╭─ SUPPLIED MATERIAL
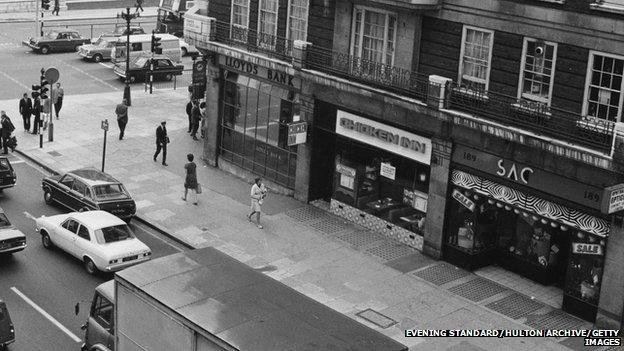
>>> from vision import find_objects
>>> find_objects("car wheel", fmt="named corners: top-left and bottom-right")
top-left (43, 189), bottom-right (54, 205)
top-left (41, 231), bottom-right (54, 250)
top-left (85, 257), bottom-right (98, 275)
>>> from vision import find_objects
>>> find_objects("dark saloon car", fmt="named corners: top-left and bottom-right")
top-left (0, 157), bottom-right (17, 191)
top-left (41, 168), bottom-right (136, 222)
top-left (22, 28), bottom-right (91, 55)
top-left (113, 55), bottom-right (184, 83)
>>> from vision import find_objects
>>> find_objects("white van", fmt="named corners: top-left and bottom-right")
top-left (111, 33), bottom-right (182, 65)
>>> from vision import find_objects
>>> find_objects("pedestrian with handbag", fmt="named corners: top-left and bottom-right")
top-left (182, 154), bottom-right (201, 205)
top-left (247, 178), bottom-right (267, 229)
top-left (154, 121), bottom-right (169, 166)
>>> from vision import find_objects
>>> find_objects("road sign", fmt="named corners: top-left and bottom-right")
top-left (43, 67), bottom-right (61, 84)
top-left (288, 122), bottom-right (308, 146)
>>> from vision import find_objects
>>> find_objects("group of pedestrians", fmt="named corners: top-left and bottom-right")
top-left (19, 83), bottom-right (65, 134)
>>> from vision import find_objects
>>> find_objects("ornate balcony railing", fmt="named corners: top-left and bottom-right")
top-left (446, 82), bottom-right (615, 153)
top-left (304, 45), bottom-right (428, 100)
top-left (210, 21), bottom-right (293, 62)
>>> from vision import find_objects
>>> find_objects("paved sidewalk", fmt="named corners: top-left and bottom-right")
top-left (0, 7), bottom-right (158, 22)
top-left (0, 90), bottom-right (591, 351)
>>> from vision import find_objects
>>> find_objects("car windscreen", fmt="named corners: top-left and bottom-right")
top-left (0, 213), bottom-right (11, 228)
top-left (95, 224), bottom-right (134, 244)
top-left (93, 184), bottom-right (129, 200)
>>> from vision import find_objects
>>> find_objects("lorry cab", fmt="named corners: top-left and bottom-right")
top-left (81, 280), bottom-right (115, 351)
top-left (0, 300), bottom-right (15, 350)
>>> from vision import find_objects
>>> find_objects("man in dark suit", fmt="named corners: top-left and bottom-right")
top-left (154, 121), bottom-right (169, 166)
top-left (32, 95), bottom-right (42, 134)
top-left (20, 93), bottom-right (32, 131)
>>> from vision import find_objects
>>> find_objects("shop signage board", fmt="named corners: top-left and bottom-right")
top-left (452, 189), bottom-right (476, 212)
top-left (336, 110), bottom-right (431, 165)
top-left (288, 122), bottom-right (308, 146)
top-left (452, 145), bottom-right (604, 210)
top-left (602, 184), bottom-right (624, 214)
top-left (379, 162), bottom-right (396, 180)
top-left (219, 55), bottom-right (301, 89)
top-left (572, 243), bottom-right (604, 256)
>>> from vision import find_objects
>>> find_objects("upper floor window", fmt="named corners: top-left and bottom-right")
top-left (458, 26), bottom-right (494, 91)
top-left (287, 0), bottom-right (309, 41)
top-left (231, 0), bottom-right (249, 42)
top-left (351, 6), bottom-right (397, 65)
top-left (583, 51), bottom-right (624, 122)
top-left (518, 38), bottom-right (557, 106)
top-left (258, 0), bottom-right (278, 48)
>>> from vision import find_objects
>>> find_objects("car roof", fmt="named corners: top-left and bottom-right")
top-left (69, 210), bottom-right (126, 231)
top-left (67, 167), bottom-right (120, 185)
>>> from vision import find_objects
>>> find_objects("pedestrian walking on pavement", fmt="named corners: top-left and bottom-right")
top-left (199, 101), bottom-right (208, 139)
top-left (182, 154), bottom-right (199, 205)
top-left (186, 99), bottom-right (193, 134)
top-left (20, 93), bottom-right (32, 132)
top-left (32, 94), bottom-right (42, 134)
top-left (52, 0), bottom-right (61, 16)
top-left (0, 111), bottom-right (15, 155)
top-left (115, 99), bottom-right (128, 140)
top-left (52, 83), bottom-right (65, 119)
top-left (247, 178), bottom-right (267, 229)
top-left (154, 121), bottom-right (169, 166)
top-left (134, 0), bottom-right (143, 13)
top-left (191, 100), bottom-right (201, 140)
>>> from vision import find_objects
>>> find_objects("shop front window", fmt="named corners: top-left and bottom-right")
top-left (332, 138), bottom-right (429, 235)
top-left (221, 72), bottom-right (297, 188)
top-left (565, 231), bottom-right (606, 305)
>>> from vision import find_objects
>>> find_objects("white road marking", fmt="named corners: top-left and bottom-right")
top-left (0, 71), bottom-right (30, 90)
top-left (11, 286), bottom-right (82, 343)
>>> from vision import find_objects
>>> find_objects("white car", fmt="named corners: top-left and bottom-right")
top-left (35, 211), bottom-right (152, 274)
top-left (0, 208), bottom-right (26, 255)
top-left (180, 39), bottom-right (199, 56)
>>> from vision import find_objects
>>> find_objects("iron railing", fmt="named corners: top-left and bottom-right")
top-left (446, 82), bottom-right (615, 153)
top-left (304, 45), bottom-right (429, 100)
top-left (210, 21), bottom-right (293, 62)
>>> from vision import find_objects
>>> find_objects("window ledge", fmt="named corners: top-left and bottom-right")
top-left (589, 2), bottom-right (624, 14)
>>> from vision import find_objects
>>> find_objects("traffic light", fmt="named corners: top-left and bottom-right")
top-left (152, 31), bottom-right (162, 54)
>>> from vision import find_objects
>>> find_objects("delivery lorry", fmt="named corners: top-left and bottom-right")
top-left (77, 247), bottom-right (407, 351)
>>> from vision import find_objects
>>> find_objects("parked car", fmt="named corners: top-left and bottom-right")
top-left (22, 28), bottom-right (91, 54)
top-left (0, 157), bottom-right (17, 191)
top-left (0, 208), bottom-right (26, 256)
top-left (41, 168), bottom-right (136, 222)
top-left (0, 300), bottom-right (15, 350)
top-left (78, 35), bottom-right (117, 62)
top-left (180, 38), bottom-right (199, 56)
top-left (102, 24), bottom-right (145, 37)
top-left (35, 211), bottom-right (152, 274)
top-left (113, 55), bottom-right (184, 83)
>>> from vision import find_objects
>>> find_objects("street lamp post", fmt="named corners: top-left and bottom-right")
top-left (117, 7), bottom-right (139, 106)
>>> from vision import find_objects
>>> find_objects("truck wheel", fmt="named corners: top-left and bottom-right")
top-left (43, 188), bottom-right (54, 205)
top-left (41, 231), bottom-right (54, 250)
top-left (85, 257), bottom-right (98, 275)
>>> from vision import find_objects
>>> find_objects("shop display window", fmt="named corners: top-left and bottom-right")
top-left (565, 235), bottom-right (606, 305)
top-left (332, 138), bottom-right (429, 235)
top-left (220, 71), bottom-right (297, 188)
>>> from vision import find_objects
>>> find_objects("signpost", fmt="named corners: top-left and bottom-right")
top-left (100, 119), bottom-right (108, 172)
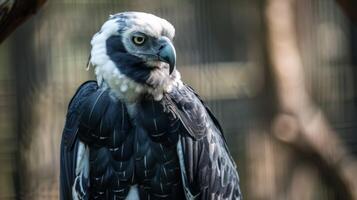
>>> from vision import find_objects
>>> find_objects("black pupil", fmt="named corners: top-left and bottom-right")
top-left (136, 37), bottom-right (144, 43)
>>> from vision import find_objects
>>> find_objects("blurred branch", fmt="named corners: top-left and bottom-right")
top-left (266, 0), bottom-right (357, 199)
top-left (0, 0), bottom-right (47, 43)
top-left (336, 0), bottom-right (357, 23)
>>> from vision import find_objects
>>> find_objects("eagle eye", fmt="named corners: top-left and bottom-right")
top-left (132, 35), bottom-right (146, 45)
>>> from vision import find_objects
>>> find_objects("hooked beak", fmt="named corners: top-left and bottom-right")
top-left (158, 37), bottom-right (176, 74)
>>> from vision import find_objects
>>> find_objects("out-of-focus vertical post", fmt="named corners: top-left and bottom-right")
top-left (266, 0), bottom-right (357, 199)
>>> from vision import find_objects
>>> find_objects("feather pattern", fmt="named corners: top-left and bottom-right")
top-left (165, 85), bottom-right (242, 199)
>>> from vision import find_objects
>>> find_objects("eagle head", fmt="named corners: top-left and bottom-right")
top-left (90, 12), bottom-right (180, 101)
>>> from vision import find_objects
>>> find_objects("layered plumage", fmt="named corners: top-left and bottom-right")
top-left (61, 12), bottom-right (241, 199)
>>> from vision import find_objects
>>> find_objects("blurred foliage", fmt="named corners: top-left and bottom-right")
top-left (0, 0), bottom-right (357, 199)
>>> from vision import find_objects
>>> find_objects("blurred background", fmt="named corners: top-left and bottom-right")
top-left (0, 0), bottom-right (357, 200)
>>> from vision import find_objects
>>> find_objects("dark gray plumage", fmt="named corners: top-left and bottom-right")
top-left (60, 12), bottom-right (241, 199)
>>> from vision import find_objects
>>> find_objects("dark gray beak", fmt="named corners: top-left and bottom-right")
top-left (158, 37), bottom-right (176, 74)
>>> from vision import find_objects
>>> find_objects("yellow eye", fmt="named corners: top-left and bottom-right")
top-left (133, 36), bottom-right (145, 45)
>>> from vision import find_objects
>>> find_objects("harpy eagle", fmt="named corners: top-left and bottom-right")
top-left (60, 12), bottom-right (242, 200)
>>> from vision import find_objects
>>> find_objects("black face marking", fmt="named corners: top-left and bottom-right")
top-left (106, 36), bottom-right (150, 84)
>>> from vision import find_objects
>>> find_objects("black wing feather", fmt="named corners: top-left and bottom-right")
top-left (165, 85), bottom-right (242, 199)
top-left (60, 81), bottom-right (98, 200)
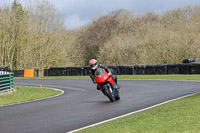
╰─
PROBLEM: Give again everything from the start of the records down to the line containing "top-left (93, 184), bottom-right (129, 200)", including both of those lines, word for word. Leave the pictures out of your answer.

WRITTEN RESPONSE:
>>> from vision import find_objects
>>> find_objects("car wheel", fmt="named corners: top-left and bottom-right")
top-left (43, 189), bottom-right (54, 205)
top-left (41, 231), bottom-right (54, 250)
top-left (85, 257), bottom-right (98, 275)
>>> from vision import find_objects
>>> find_objects("dark saloon car", fmt="named corners: top-left and bottom-right")
top-left (0, 157), bottom-right (17, 191)
top-left (41, 168), bottom-right (136, 222)
top-left (22, 28), bottom-right (91, 55)
top-left (113, 55), bottom-right (184, 83)
>>> from vision import find_objects
>>> find_objects("white van", fmt="named corners: top-left and bottom-right")
top-left (111, 33), bottom-right (182, 65)
>>> from vision import find_objects
>>> find_objects("pedestrian with handbag", fmt="named corners: top-left and bottom-right")
top-left (182, 154), bottom-right (201, 205)
top-left (247, 178), bottom-right (267, 229)
top-left (154, 121), bottom-right (169, 166)
>>> from vision import find_objects
>>> find_objects("road sign", fmt="named corners: top-left and bottom-right")
top-left (43, 67), bottom-right (61, 84)
top-left (288, 122), bottom-right (308, 146)
>>> from vision import find_objects
>>> find_objects("group of pedestrians", fmt="named corners: top-left and bottom-right")
top-left (19, 83), bottom-right (65, 134)
>>> from vision import find_objects
>>> find_objects("ornate balcony railing", fmt="named corners: top-left and bottom-right")
top-left (446, 82), bottom-right (615, 153)
top-left (304, 45), bottom-right (428, 100)
top-left (210, 21), bottom-right (293, 62)
>>> from vision import find_objects
>>> find_objects("paved sidewalk", fmt="named corners: top-left and bottom-right")
top-left (0, 7), bottom-right (158, 22)
top-left (0, 90), bottom-right (591, 351)
>>> from vision import find_objects
>>> find_objects("car windscreen", fmt="named corners: top-left and bottom-right")
top-left (0, 213), bottom-right (11, 228)
top-left (95, 224), bottom-right (134, 244)
top-left (93, 184), bottom-right (129, 200)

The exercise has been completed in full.